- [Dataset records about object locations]

____

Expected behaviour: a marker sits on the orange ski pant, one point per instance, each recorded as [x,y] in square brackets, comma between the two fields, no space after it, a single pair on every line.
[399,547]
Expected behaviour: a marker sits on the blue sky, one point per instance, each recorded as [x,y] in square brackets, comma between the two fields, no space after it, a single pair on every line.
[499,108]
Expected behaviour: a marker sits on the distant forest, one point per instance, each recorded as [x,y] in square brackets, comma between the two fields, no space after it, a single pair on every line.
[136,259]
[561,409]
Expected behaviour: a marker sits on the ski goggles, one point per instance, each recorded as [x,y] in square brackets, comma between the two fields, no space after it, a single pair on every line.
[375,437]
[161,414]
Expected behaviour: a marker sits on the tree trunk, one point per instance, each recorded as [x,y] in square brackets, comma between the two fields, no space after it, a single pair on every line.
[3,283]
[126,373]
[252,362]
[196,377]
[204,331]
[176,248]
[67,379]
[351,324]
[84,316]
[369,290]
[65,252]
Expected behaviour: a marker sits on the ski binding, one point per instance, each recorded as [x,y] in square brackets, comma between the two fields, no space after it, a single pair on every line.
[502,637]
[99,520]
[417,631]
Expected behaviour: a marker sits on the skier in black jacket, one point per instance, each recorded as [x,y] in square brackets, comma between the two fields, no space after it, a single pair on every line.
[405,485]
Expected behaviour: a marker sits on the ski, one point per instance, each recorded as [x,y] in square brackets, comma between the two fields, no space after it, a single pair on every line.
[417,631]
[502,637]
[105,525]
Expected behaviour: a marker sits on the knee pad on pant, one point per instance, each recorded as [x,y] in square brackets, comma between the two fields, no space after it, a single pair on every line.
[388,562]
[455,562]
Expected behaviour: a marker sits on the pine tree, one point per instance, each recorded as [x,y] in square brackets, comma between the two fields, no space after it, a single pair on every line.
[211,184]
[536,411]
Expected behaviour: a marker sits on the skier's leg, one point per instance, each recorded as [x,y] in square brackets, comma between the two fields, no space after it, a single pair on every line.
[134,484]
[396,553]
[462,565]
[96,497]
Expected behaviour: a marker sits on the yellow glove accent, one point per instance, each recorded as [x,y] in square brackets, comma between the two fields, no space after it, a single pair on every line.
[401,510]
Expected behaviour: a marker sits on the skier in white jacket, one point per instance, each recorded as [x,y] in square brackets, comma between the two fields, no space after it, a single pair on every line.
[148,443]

____

- [TASK INSTRUCTIONS] Rewrite the records above with "a marker sits on" replaced by "a point goes on" in every one of them, leaving everything else unchanged.

- [RESPONSE]
Expected behaviour: a point goes on the orange ski pant, one point per instance, each recorded as [x,y] in square brackets, comma between the two fields, no space after it, a single pair on every line.
[399,547]
Expected behaviour: a point goes on the blue sky, one point per instance, each recorded as [x,y] in square brackets, comma between the two fields, no space after it, a single pair on every line.
[499,108]
Expected behaviour: a point goes on the distant forest, one point per instance, each recorded as [x,y] in square brackets, comma between the two fields, no space after it, a single pair on every line.
[136,259]
[561,409]
Expected behaviour: a point goes on the ski goggles, one point per instance, each recorded as [x,y] in square brackets, comma between the two fields, no space after it, a single pair on every line.
[375,437]
[161,414]
Expected behaviour: a point goes on the tree trunk, one point per instance, each recorded as [x,y] in square brackets, comma between the two fields, no space after it, a single pair on every line.
[3,283]
[126,373]
[252,362]
[196,377]
[204,331]
[176,248]
[67,379]
[351,324]
[84,316]
[369,290]
[65,252]
Expected behaviour: a point goes on the ski binding, one point per instance, each recorded as [x,y] in square brackets, comma between the two fields, no space after it, a single pair on every line.
[502,637]
[99,520]
[417,631]
Expected behaviour: a point goes on the skier in black jacket, one point per instance, each recorded as [x,y] in square brackets, comma between the two fields, no space after it, a single pair on every line.
[405,485]
Expected behaviour: a point goes on the ski, one point per instance, each recorded as [x,y] in square brackets, comma between the two fields, no space after it, a single pair on every line.
[417,631]
[502,637]
[105,525]
Expected behaviour: a point goes on the knee pad on pant, one point per instance, each recorded as [x,y] in square brackets, comma between the two fields, no space after it, a single pair on every line.
[388,562]
[455,562]
Expected behaviour: a point goes on the pine tree, one point per instance, each recorded as [x,y] in square brackets, comma between the two fields, no space after it, a single pair on every line.
[211,184]
[536,411]
Expected behaviour: a point goes on the skier's leg, one point per instance, each recorded as [x,y] in square brackets, comma between the two fields, no space after it, a single pair on every line.
[134,484]
[396,553]
[462,565]
[96,497]
Expected behaviour: a point goes on the yellow glove accent, one point per instance, each recorded as [x,y] in square brackets, comma between the two fields, no space after it, a single pair on every line.
[401,510]
Expected behaviour: a point goes on the skier in white jacket, one point per instance, each recorded as [x,y] in square brackets, comma between the two fields, no space after it, a single pair on every line.
[148,443]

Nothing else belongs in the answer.